Given problem> Copy every one of the entries below word for word, without changing anything.

Raw data>

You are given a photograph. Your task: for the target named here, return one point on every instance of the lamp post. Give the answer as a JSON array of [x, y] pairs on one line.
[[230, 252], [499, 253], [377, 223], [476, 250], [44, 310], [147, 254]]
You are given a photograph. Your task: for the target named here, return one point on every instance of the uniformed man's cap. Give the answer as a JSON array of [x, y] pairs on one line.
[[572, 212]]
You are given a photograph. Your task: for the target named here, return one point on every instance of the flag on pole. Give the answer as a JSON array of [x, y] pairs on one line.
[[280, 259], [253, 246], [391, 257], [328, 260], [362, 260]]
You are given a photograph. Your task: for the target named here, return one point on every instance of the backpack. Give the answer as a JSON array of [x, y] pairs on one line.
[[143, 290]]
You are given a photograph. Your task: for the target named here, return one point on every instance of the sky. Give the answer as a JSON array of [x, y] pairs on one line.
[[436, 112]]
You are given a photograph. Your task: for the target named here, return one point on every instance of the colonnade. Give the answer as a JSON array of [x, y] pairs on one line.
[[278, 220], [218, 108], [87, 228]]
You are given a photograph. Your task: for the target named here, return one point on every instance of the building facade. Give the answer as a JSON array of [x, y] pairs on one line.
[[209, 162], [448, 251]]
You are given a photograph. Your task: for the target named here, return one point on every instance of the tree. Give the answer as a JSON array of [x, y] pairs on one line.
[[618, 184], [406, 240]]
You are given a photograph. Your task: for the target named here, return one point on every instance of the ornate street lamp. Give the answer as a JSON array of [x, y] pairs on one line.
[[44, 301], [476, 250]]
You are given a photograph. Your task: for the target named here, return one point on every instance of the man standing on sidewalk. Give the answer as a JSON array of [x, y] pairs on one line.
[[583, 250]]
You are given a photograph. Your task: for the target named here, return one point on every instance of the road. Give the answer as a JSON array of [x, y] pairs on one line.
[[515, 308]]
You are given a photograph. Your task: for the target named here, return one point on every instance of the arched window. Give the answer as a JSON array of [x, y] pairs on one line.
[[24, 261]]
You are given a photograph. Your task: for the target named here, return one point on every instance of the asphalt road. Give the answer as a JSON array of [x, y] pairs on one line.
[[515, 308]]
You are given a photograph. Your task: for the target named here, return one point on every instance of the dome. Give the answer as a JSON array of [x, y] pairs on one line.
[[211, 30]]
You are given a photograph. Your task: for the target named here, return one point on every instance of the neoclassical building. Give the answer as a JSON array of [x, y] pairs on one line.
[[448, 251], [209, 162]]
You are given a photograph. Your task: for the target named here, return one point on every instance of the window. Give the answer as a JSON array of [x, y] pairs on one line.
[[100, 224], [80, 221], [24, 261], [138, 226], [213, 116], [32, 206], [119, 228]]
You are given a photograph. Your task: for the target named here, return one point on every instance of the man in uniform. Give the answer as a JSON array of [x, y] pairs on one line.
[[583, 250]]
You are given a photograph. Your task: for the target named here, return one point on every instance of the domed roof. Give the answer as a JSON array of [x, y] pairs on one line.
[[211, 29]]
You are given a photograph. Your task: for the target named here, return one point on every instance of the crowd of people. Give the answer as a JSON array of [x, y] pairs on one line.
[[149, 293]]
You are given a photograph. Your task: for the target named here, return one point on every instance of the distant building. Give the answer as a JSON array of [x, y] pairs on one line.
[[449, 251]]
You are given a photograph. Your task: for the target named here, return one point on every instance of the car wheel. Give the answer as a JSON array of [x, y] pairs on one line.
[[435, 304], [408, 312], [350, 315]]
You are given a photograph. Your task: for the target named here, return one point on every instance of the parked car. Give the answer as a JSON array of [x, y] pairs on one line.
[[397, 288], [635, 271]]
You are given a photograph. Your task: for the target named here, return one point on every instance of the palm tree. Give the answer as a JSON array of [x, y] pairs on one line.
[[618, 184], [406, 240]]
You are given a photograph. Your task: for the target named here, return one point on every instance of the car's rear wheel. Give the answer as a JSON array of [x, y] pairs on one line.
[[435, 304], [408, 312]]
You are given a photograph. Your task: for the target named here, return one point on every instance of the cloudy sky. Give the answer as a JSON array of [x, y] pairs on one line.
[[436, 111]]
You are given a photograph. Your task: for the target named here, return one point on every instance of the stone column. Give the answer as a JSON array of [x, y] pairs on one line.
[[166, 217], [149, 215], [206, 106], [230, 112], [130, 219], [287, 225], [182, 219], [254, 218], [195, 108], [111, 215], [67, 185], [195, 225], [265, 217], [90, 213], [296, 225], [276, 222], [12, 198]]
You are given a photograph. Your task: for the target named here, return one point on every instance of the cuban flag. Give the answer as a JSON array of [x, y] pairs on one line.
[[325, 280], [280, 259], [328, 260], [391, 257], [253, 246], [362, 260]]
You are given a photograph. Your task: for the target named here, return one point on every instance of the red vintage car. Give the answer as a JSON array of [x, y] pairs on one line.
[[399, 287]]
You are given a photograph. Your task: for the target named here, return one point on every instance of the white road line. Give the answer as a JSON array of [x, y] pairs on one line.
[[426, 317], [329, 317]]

In response>
You are given a photograph. Your task: for the target named here, return one point on every instance of the lamp post. Give the answer as a JSON array of [x, y] pairs on one line.
[[230, 252], [499, 253], [377, 223], [476, 250], [44, 310], [147, 254]]
You are given a photograph. Your task: for the target named here, return one point on every instance of the uniformed man's cap. Give the answer as a JSON array of [x, y] pairs on one line.
[[572, 212]]
You are given a photograph. Your task: for the target named here, return one point on every instance of the flag on pole. Give the answer as a JSON array of [x, y] pairs on one line.
[[280, 259], [253, 246], [391, 257], [328, 260], [362, 260]]
You are given a photograph. Your task: for the target named here, return one point on every instance of the backpack. Give the answer as a JSON array of [x, y] pairs on one line.
[[143, 290]]
You are given a photograph. Your task: for the target named here, return one point on every instance of the sky. Give the answer as a JSON array of [x, y] pairs on one line.
[[436, 112]]
You are given a photograph. Your task: for the target named here, return one point on every instance of the colonnade. Give the answer as a JSON array of [x, y] pairs on one line.
[[278, 220], [218, 108], [87, 228]]
You are given a photograph. Your task: for the target named here, return one point on every instance of the building facade. Give the answer as a JSON array of [x, y] pairs on one line.
[[209, 162], [448, 251]]
You are given a photograph. Your task: for the target named here, return one point on every instance of the tree. Give the answer as a JSON array of [x, y] pairs on one line.
[[618, 184], [406, 240]]
You are given a photograph. Your task: for the target named here, return one point on every instance of the ornate street lamp. Give the answer as a JSON array of [x, y] pairs on one line.
[[44, 301], [476, 250]]
You are given a photograph. Your task: for the target named here, return one point on every instance of the man standing on sidewalk. Give the answer as a JSON array of [x, y] pairs on one line.
[[583, 250]]
You are given a photograph. Your task: for the target named here, return one point on every instance of the road. Give the answer as a JSON array of [x, y] pairs on one line.
[[515, 308]]
You are given a photograph. Your task: for the target named here, return one point on every instance of the arched window. Give the answer as a JSON array of [x, y] pairs on one line.
[[24, 261]]
You are given a photograph. Your task: for the target named here, return one point on every instance of the asphalt road. Give the answer as a JSON array of [x, y] pairs on one line.
[[515, 308]]
You are given a photograph. Your task: for the target named here, return one point on every instance of the dome. Give the answer as a JSON array of [x, y] pairs on one line.
[[211, 30]]
You are given a photograph. Your task: for the target named here, return one point on every instance of the neoclassical building. Give the answer as a JSON array of [x, y] pairs on one line.
[[448, 251], [209, 162]]
You are given a photograph. Your task: for the target named here, return one point on every instance of the window. Give the answer as a JSON array of [x, y] pairs on one line.
[[100, 224], [80, 221], [24, 261], [138, 226], [213, 116], [32, 206], [119, 228]]
You are given a photograph. Your task: for the target named here, return one point on every instance of the man in uniform. Give the answer as a JSON array of [x, y] pairs on one line.
[[583, 250]]
You are given a photograph. Your task: for the target named here, return one point on every instance of the domed roof. Give the answer as a JSON array of [x, y] pairs on one line.
[[211, 29]]
You are given a photograph. Your task: for the target named here, return one point on every instance of the crowd of people. Give the answer as a JSON array of [x, y] pairs on one line.
[[149, 293]]
You are given a photograph. Your task: for the target named here, return one point on every instance of the distant building. Give the answer as a JSON array of [x, y] pairs on one line.
[[449, 251]]
You are given a photograph. Your task: for the target named here, return one point on every instance of the car wheel. Give the answer as a JSON array of [x, y] pairs on one line.
[[435, 304], [408, 312], [350, 315]]
You are given a photograph. Your task: for the target named here, return one point on every instance of the parked car. Give the answer as a JSON array of [x, y] pairs on one line.
[[397, 288], [635, 271]]
You are given a photograph. Your task: for the target named here, return one point on every instance of the palm tree. Give the answer as a JSON array of [x, y] pairs on one line.
[[618, 184], [406, 240]]
You are given a photograph. Your task: for the target named here, return one point on every instance of the car's rear wheel. Give the answer as a JSON array of [x, y] pairs on one line.
[[435, 304], [408, 312]]
You are given a photograph. Your task: for the target named here, return one point on every instance of the cloudy sky. Give the answer as a JSON array of [x, y] pairs on one line.
[[436, 111]]
You are given a photograph. Your task: for the target named here, return one point on every instance of the stone column. Give the answer as a JSON array of [x, y] pairs on one line.
[[166, 217], [149, 215], [206, 106], [230, 112], [130, 219], [287, 225], [182, 219], [254, 218], [195, 108], [111, 215], [67, 185], [195, 225], [265, 217], [90, 213], [296, 225], [276, 222], [12, 198]]
You are given a photograph. Your task: for the target named here, return one point on every instance of the cuban flag. Give the answer as a JSON array of [x, y] pairs on one line.
[[325, 280], [280, 259], [328, 260], [391, 257], [253, 246], [362, 260]]
You are given a photograph. Your task: for the target named here, return one point on every instance of the red vintage car. Give the answer as a JSON array of [x, y] pairs on one line.
[[399, 287]]
You are given a photograph. Your task: for the target named here, return one point on every instance of the white road line. Give the answer as a JSON array of [x, y] pairs on one line.
[[426, 317], [329, 317]]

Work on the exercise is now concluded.